TASK BRIEF: Pick out every line in the items below that contains the word "knot" and copy each such line in full.

RECORDS FOR THE TASK:
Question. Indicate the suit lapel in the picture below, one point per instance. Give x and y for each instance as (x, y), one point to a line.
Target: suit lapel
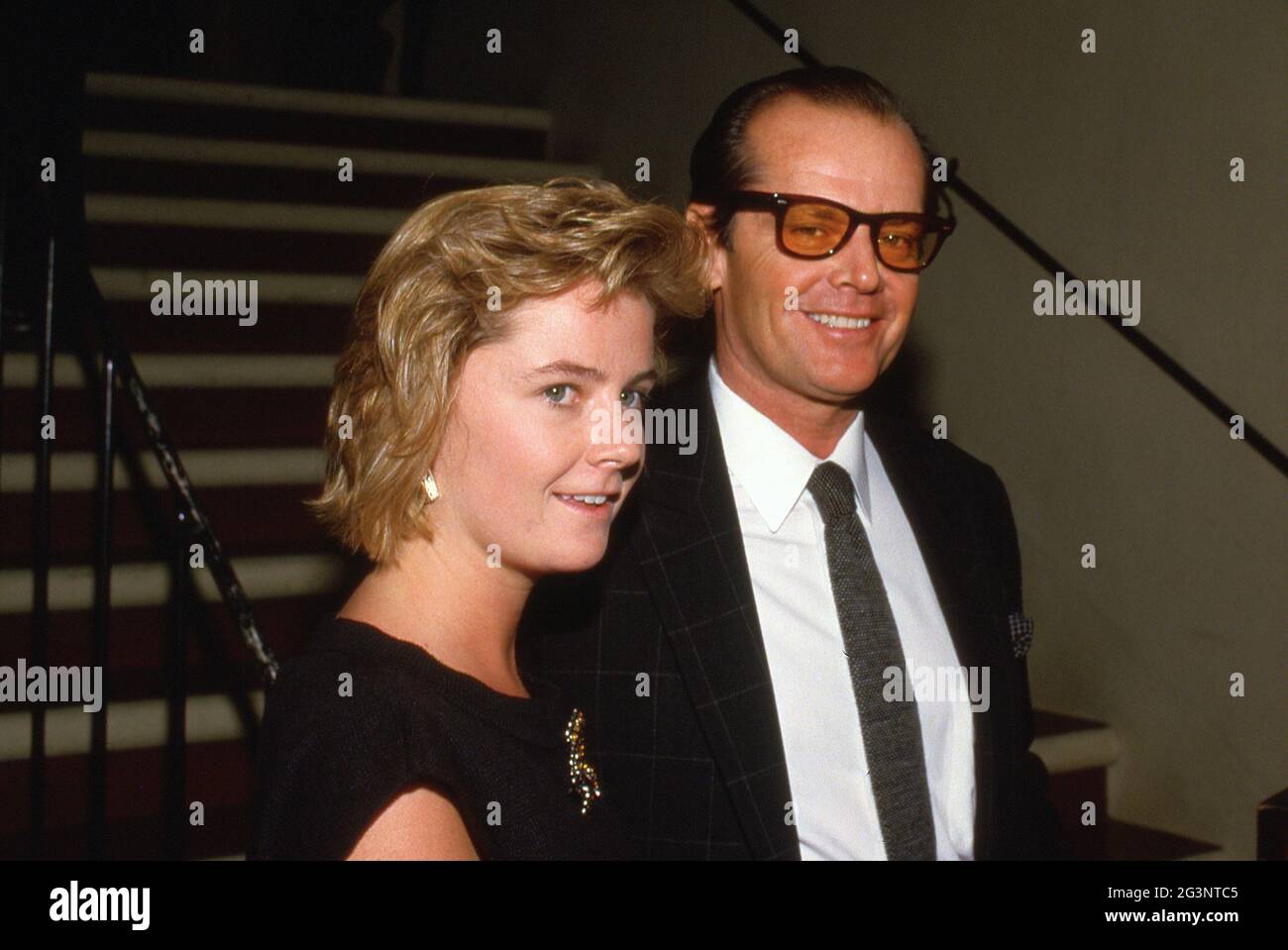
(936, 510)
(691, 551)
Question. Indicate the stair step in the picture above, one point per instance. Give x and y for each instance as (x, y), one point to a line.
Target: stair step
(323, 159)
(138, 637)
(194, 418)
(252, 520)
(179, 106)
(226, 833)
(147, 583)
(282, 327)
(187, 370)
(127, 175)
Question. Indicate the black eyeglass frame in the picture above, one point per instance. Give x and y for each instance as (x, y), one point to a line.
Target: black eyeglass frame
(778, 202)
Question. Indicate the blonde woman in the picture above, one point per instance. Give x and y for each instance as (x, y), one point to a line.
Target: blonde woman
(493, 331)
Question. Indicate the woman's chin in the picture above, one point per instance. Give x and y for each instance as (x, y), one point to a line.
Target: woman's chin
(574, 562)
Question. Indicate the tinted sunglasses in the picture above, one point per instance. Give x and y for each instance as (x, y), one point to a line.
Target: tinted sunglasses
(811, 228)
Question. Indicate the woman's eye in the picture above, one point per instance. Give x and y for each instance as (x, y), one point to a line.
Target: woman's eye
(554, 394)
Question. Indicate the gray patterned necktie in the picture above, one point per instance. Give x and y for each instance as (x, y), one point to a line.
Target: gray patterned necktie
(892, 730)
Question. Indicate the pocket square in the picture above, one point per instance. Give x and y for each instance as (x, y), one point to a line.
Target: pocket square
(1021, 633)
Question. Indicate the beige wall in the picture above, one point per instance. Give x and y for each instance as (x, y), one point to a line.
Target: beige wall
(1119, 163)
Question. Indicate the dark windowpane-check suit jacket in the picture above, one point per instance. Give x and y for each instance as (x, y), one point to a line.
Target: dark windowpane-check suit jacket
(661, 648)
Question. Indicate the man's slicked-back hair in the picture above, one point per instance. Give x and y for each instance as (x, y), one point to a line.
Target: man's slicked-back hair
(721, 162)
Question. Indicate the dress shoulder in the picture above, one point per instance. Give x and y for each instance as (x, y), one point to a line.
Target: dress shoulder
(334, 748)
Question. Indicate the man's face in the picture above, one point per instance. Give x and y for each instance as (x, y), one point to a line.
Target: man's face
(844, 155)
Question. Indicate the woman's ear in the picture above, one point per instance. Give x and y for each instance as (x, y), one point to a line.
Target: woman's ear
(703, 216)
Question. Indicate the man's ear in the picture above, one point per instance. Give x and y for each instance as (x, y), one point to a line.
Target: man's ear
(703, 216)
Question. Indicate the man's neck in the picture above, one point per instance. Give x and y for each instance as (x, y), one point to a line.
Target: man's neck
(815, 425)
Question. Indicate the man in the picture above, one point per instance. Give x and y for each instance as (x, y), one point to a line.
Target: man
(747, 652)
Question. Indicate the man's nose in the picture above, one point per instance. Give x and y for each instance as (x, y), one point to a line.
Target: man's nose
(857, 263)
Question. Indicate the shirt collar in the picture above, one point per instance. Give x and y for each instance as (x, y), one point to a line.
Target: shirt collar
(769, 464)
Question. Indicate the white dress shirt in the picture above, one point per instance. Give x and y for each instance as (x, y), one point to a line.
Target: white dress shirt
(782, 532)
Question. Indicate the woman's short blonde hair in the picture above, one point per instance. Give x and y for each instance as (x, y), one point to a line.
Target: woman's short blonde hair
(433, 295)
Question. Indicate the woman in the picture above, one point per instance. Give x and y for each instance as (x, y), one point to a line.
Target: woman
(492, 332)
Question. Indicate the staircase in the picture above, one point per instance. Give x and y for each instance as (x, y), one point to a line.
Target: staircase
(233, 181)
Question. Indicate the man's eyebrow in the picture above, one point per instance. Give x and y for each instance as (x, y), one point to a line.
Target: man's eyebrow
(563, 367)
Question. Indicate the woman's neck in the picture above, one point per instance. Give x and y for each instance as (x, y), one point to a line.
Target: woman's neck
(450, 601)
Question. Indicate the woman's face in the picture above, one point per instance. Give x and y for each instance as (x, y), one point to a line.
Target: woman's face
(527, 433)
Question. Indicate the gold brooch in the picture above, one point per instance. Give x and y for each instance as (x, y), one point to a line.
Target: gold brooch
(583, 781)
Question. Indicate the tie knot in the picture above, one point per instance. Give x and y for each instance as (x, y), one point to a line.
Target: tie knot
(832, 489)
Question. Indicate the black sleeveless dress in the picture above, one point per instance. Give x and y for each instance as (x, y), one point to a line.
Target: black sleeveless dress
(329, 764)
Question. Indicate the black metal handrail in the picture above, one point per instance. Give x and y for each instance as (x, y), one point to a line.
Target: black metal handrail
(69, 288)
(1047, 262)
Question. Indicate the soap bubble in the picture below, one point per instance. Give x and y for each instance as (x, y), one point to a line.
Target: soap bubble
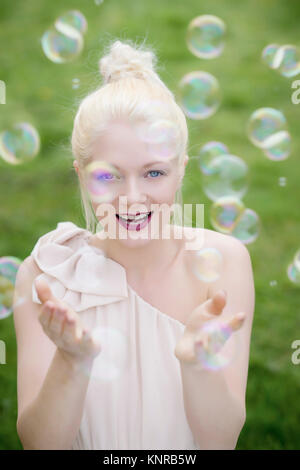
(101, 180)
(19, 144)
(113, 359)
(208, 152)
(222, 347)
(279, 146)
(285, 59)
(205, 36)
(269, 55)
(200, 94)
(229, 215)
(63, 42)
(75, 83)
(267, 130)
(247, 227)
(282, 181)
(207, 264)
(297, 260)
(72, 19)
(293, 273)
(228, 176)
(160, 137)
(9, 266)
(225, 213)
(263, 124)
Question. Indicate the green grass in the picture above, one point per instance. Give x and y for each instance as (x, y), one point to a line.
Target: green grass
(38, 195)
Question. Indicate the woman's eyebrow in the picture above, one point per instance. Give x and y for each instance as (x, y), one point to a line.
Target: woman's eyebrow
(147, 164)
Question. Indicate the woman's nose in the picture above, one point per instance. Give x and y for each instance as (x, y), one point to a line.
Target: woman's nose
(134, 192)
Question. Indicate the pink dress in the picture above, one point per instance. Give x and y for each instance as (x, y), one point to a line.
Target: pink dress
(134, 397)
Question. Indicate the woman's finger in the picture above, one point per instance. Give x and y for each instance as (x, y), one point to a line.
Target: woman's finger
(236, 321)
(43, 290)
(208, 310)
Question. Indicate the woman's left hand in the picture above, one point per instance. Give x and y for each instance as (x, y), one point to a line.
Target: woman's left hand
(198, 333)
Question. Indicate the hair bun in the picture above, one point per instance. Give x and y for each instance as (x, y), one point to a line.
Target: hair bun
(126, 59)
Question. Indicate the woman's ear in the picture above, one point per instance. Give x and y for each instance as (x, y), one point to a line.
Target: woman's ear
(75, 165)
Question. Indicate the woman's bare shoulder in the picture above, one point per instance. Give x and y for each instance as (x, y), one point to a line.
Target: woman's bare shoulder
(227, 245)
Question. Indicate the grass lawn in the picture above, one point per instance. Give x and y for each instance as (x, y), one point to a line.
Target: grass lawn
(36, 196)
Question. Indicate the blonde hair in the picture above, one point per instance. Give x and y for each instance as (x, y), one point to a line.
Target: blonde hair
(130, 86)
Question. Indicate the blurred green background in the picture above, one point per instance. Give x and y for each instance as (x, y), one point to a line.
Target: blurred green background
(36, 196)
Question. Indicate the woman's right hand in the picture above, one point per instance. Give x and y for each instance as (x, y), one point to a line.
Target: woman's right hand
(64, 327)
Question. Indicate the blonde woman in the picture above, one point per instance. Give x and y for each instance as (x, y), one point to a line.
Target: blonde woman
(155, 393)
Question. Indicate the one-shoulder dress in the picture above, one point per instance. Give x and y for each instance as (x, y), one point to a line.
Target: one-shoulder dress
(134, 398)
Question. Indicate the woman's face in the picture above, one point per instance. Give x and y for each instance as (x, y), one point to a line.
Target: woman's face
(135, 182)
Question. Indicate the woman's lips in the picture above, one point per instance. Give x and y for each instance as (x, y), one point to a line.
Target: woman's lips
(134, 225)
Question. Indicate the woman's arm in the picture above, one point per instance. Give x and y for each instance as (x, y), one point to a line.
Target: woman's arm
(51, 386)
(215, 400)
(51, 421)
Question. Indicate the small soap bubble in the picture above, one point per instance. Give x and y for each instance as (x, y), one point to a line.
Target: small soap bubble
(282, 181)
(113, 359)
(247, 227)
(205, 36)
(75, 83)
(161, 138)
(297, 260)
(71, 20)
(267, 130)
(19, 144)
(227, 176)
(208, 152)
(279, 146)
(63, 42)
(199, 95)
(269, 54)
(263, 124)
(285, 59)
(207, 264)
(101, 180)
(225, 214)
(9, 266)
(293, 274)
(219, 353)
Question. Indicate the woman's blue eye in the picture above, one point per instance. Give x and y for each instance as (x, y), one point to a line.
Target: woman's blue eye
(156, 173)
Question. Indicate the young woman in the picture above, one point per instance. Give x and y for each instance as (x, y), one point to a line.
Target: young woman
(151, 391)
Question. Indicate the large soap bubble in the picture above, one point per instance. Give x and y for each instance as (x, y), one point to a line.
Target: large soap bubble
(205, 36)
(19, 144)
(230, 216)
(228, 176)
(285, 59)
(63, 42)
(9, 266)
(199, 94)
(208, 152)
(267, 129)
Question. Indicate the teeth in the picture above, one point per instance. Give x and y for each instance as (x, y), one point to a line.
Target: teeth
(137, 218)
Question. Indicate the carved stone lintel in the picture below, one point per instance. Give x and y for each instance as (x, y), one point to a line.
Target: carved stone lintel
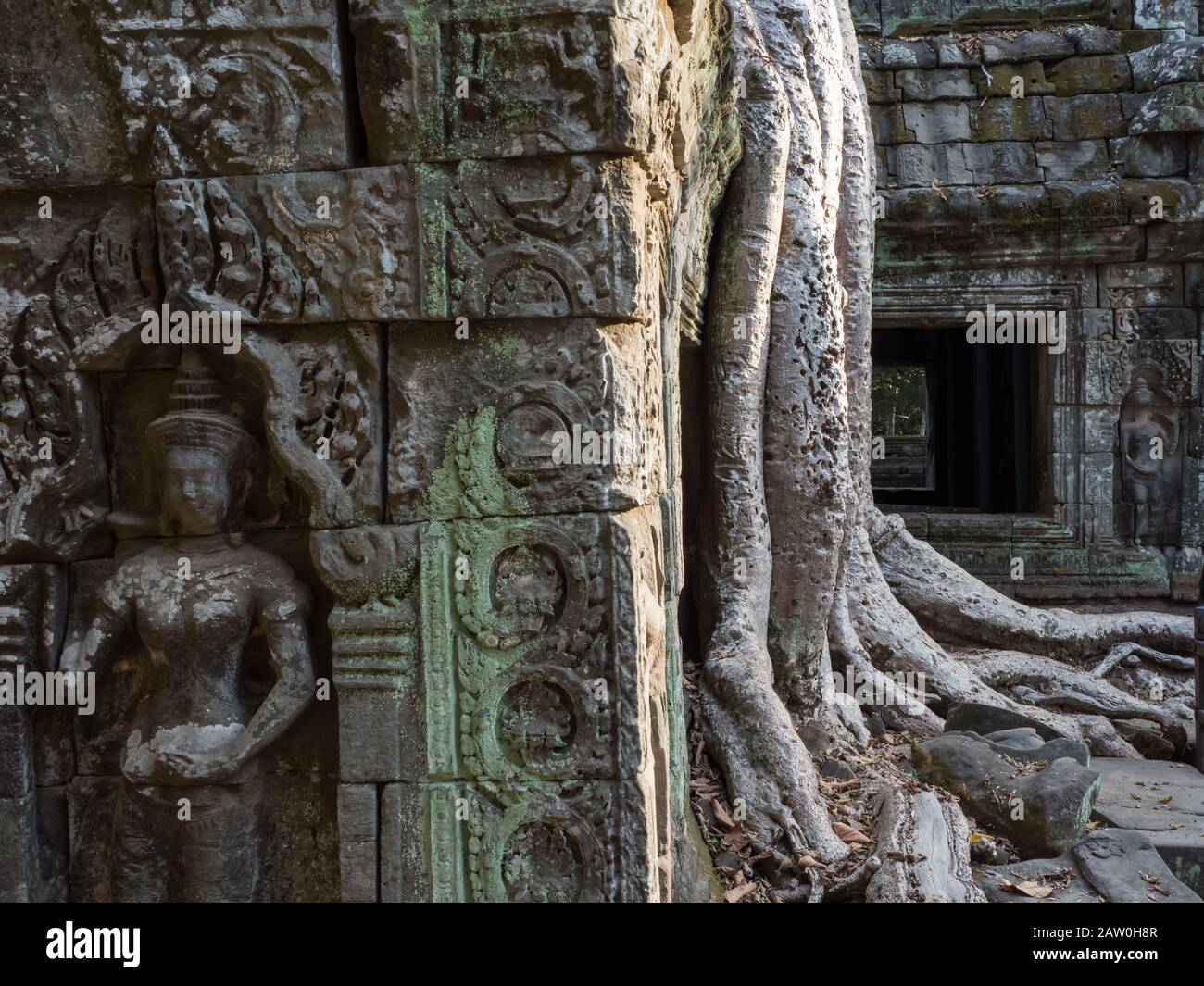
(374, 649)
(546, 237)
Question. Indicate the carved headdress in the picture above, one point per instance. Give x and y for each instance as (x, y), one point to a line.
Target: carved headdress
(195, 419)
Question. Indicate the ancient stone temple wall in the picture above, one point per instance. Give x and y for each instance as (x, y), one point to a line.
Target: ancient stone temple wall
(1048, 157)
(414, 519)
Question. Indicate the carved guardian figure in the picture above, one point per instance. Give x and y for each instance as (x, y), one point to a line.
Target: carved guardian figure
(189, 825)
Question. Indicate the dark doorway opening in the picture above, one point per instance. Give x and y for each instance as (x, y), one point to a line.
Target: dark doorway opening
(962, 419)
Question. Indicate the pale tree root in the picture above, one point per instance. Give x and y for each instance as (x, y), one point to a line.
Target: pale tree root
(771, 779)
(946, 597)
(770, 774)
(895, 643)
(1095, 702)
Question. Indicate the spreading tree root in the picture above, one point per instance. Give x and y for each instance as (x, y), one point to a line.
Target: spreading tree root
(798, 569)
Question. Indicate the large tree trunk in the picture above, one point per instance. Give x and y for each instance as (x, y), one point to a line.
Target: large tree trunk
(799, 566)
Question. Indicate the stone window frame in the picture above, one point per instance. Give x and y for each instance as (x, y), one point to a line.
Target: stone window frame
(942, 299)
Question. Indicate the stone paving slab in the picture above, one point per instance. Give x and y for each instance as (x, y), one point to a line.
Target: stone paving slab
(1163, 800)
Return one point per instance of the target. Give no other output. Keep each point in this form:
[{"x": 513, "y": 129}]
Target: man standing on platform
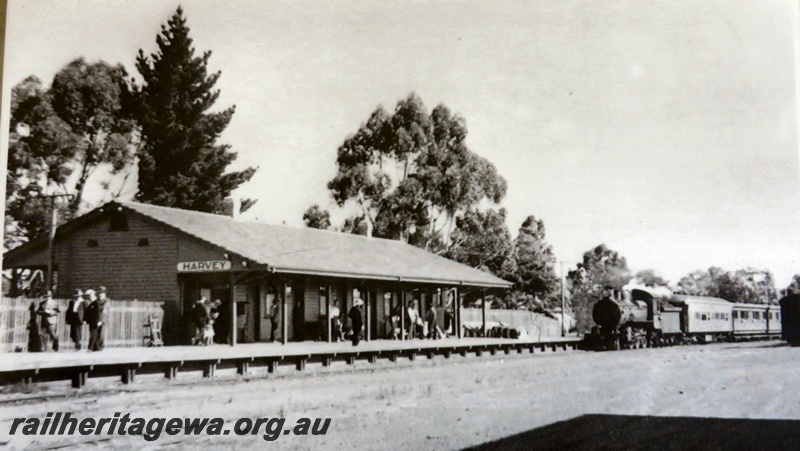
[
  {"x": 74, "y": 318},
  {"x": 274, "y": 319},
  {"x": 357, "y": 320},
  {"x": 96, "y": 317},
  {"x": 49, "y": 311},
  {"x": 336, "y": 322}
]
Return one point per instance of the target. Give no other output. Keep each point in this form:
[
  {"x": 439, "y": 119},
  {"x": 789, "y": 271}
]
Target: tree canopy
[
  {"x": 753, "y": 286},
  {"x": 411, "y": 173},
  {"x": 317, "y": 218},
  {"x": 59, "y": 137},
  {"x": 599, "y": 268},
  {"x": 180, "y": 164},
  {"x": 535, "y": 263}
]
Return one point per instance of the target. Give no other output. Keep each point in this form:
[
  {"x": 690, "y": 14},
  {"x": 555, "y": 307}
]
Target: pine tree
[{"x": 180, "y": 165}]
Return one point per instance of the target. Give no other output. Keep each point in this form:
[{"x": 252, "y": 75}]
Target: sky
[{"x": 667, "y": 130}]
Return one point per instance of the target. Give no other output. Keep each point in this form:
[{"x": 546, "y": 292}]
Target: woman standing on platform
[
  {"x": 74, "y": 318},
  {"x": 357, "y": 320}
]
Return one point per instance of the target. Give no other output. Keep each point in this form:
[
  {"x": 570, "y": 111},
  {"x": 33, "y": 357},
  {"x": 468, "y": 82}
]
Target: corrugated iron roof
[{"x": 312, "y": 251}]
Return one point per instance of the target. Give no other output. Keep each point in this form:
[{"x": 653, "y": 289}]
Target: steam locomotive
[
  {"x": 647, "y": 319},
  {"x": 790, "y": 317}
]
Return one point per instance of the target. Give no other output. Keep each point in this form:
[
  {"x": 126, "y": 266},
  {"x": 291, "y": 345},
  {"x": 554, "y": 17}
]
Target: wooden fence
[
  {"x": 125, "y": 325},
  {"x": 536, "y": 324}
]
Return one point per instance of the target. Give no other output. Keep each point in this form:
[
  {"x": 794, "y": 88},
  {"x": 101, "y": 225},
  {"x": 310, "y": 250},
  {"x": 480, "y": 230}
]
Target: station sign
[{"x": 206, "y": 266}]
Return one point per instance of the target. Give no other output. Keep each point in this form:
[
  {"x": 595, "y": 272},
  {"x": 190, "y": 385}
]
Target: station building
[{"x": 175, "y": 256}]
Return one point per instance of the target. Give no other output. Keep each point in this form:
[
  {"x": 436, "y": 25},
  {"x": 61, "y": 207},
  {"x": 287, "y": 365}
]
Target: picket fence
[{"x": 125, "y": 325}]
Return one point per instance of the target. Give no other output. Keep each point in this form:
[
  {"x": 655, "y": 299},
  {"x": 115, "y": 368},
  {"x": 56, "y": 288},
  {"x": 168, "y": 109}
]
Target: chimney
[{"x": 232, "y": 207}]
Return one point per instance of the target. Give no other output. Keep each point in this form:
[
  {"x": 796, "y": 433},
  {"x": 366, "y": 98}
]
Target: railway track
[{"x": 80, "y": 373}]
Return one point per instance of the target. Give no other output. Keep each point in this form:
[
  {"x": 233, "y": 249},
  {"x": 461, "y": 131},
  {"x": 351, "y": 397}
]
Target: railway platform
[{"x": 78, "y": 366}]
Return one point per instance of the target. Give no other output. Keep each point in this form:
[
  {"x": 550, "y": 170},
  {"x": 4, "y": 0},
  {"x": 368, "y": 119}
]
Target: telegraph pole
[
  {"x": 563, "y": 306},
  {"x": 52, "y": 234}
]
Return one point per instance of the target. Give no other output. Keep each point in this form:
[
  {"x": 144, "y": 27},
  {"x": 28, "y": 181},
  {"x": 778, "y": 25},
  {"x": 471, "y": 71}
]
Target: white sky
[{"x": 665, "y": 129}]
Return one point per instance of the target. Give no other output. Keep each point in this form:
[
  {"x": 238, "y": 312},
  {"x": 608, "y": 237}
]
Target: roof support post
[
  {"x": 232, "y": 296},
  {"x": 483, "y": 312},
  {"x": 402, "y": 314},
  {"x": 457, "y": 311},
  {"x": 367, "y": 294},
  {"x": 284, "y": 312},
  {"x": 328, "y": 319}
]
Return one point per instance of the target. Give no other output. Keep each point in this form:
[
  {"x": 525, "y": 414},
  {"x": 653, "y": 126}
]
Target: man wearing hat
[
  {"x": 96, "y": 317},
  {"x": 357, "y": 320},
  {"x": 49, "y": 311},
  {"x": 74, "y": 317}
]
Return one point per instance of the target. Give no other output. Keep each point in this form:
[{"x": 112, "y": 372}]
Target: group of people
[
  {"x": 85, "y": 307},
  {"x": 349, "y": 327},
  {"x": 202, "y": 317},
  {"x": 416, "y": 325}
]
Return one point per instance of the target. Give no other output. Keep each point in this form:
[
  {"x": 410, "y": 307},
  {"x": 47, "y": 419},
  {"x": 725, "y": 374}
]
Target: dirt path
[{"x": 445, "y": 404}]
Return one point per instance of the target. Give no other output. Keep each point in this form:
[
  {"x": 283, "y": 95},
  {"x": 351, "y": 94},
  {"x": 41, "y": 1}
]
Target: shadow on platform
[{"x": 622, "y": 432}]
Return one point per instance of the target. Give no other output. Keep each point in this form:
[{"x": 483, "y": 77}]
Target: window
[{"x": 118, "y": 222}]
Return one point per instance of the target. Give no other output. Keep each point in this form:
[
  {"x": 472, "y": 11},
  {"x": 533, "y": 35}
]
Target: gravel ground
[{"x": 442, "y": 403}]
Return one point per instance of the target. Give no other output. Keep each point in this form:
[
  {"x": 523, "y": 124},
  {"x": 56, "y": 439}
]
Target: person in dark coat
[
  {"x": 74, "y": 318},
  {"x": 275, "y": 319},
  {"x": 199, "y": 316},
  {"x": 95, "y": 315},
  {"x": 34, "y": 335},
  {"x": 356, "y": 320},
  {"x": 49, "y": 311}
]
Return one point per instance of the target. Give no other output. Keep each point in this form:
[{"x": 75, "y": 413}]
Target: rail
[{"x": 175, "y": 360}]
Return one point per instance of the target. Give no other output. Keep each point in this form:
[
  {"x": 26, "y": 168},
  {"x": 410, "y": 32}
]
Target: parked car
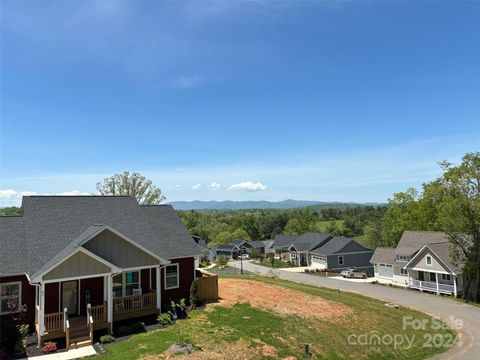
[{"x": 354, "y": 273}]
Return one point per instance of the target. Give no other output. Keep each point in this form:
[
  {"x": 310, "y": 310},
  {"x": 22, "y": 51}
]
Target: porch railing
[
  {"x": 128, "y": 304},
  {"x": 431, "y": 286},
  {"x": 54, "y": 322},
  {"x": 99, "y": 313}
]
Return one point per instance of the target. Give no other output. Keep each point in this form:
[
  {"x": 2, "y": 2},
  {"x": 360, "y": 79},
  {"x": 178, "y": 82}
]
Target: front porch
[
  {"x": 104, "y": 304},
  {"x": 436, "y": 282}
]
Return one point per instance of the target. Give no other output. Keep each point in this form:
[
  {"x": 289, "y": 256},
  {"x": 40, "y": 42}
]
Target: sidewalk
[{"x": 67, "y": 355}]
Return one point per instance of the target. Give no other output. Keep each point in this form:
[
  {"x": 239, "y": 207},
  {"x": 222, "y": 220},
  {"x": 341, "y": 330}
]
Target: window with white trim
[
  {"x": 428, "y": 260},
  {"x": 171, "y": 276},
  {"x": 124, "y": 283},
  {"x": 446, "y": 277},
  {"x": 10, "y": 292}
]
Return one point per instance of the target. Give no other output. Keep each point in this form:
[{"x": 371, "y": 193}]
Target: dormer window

FULL OUTPUT:
Question. Indicate the tie knot in the picture above, one point per instance. Give x and y for each instance as (x, y), one point to a line.
Target: tie knot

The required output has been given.